* [Passage]
This is how the American author, poet and translator David H. Rosenthal described Mercè Rodoreda.
Mercè Rodoreda (1908-1983) is most famous for her novels (such as her masterpiece The Time of the Doves / In Diamond Square, which we talked about in this previous post) but she also wrote poetry, theatre, tales, and painted. Her work has been translated to over 30 languages.
She only went to school for two years (from 1915 to 1917), but her grandfather shower her the love for literature and the need to defend the Catalan language. When she was 23, she started attending classes again and soon she started to publish her stories.
During the Spanish Civil War (1936-1939), she worked as the corrector of Catalan language in the Department of Propaganda of the Government of Catalonia, which pubished all kinds of antifascist media. But the fascists won the war so in 1939, fearing for her life, Rodoreda, like many others, had to leave the country. She had never taken part in politics, but she had published in Catalan and had collaborated in some left-leaning literary magazines. She hid in a library bus and went on exile in France. Some years later, in France, she had to go away again because of the Nazi invasion.
In the last years of her life, she came back to Catalonia.
John Darnielle, from the band The Mountain Goats, said: “It is a total mystery to me why Rodoreda isn’t widely worshipped [...]. She’s on my list of authors whose works I intend to have read all of before I die.”

* [Information provided]
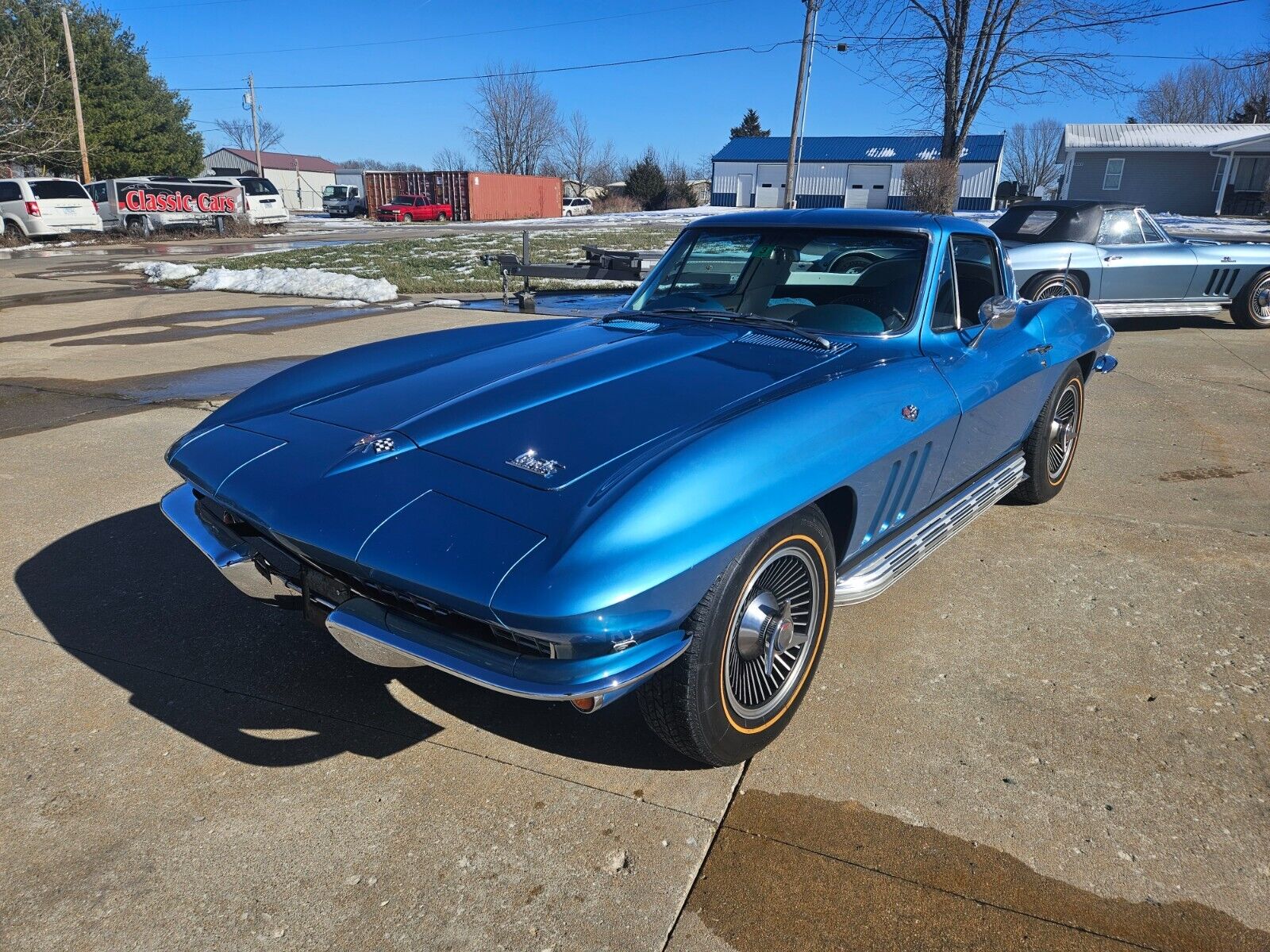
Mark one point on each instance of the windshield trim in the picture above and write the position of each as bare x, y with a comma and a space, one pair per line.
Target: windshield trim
920, 295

* [What you will do]
A) In the passage about Mercè Rodoreda:
(i) For how many years did Rodoreda go to school as a child?
(ii) What job did she hold during the Spanish Civil War?
(iii) Why did she later have to leave France?
B) Print the part of the passage about Mercè Rodoreda word for word, starting with "Mercè Rodoreda (1908-1983)" and going on through "over 30 languages.".

* [Solutions to the tasks]
A)
(i) Two years, from 1915 to 1917.
(ii) She was the corrector of Catalan language in the Department of Propaganda of the Government of Catalonia.
(iii) Because of the Nazi invasion.

B)
Mercè Rodoreda (1908-1983) is most famous for her novels (such as her masterpiece The Time of the Doves / In Diamond Square, which we talked about in this previous post) but she also wrote poetry, theatre, tales, and painted. Her work has been translated to over 30 languages.